▸ Texto extraído
<<<<
Não chamaria de competição. E sim de tristeza, que detonava um processo de mostrar que um não precisava dos outros e vice-versa. Eu sempre tive amizade e muito carinho por todos e não estive com Dedé, Mussum e o Mauro. Mas sei que ninguém estava feliz. Casamento antigo e parceria de décadas. Foi só uma crise conjugal.

Houve mesmo uma competição nesse período?
Competição eu não diria, mas uma tentativa de mostrar que poderiam se sair bem sozinhos, sem a parceria. Numa hora dessas, as pessoas ficam “mordidas”; mas lá no fundinho acredito que batiam incertezas!

Como sentia o desempenho de Renato Aragão durante as filmagens? Estava abatido, triste, com a separação?
Renato nunca é ou era triste. Ele é alto astral sempre. Mas nos papos mais sérios a respeito, ele se emocionava. Os olhos dele iam pra longe, ao falar sobre o assunto. Fiquei feliz demais, quando soube da volta!!

Podemos classificar como tristeza e não raiva o que Renato sentia?
Raiva nunca sentiu mesmo! Talvez incompreensão, surpresa da situação.

Fale sobre o trabalho do diretor Del Rangel, nesse filme.
Del sempre muito calmo e muito atencioso. Ele sabia exatamente o que queria; e eu só o via irrequieto, quando algo não dava certo em relação ao lugar. Porque, ao filmar em locação, você tem interferências da natureza. Era um tuiuiú que gritava demais. Eram mosquitos que entravam na frente da lente. Mas coisas normais de qualquer set.

Você trabalhou com o ator Carlos Kurt. Como foi trabalhar com ele?
>>>>
▸ Exercício curto 1
Extraia dos registros, sem nenhuma alteração, as linhas que começam na que contém "Prove it — the distant" e seguem até a que contém "[0,35,500,72]", incluindo as duas.

▸ Dados fornecidos
<<<<
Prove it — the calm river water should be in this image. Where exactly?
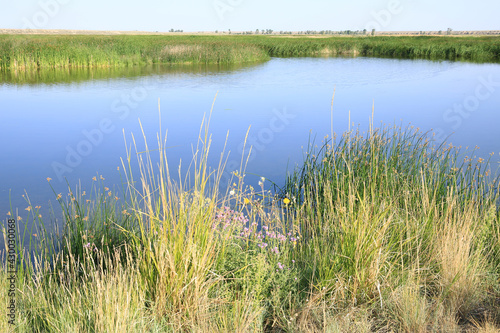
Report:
[0,57,500,240]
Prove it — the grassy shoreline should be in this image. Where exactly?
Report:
[0,35,500,70]
[0,110,500,332]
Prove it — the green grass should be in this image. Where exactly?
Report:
[0,35,500,71]
[0,104,500,332]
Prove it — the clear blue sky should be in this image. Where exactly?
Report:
[0,0,500,31]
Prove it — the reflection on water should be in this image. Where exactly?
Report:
[0,58,500,249]
[0,63,266,85]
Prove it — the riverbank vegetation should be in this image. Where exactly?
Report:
[0,35,500,71]
[0,110,500,332]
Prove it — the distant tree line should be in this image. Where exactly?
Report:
[215,29,374,35]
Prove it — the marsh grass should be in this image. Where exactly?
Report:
[0,103,500,332]
[0,35,500,72]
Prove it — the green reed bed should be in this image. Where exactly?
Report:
[0,113,500,332]
[0,35,500,70]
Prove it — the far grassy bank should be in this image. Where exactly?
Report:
>>>>
▸ Exercício curto 2
Como fica em inglês esta frase da entrevista: "Mas nos papos mais sérios a respeito, ele se emocionava."?

▸ Resultado da tarefa 1
Prove it — the distant tree line should be in this image. Where exactly?
Report:
[215,29,374,35]
Prove it — the marsh grass should be in this image. Where exactly?
Report:
[0,103,500,332]
[0,35,500,72]

▸ Resultado da tarefa 2
But in the more serious conversations about it, he would get emotional.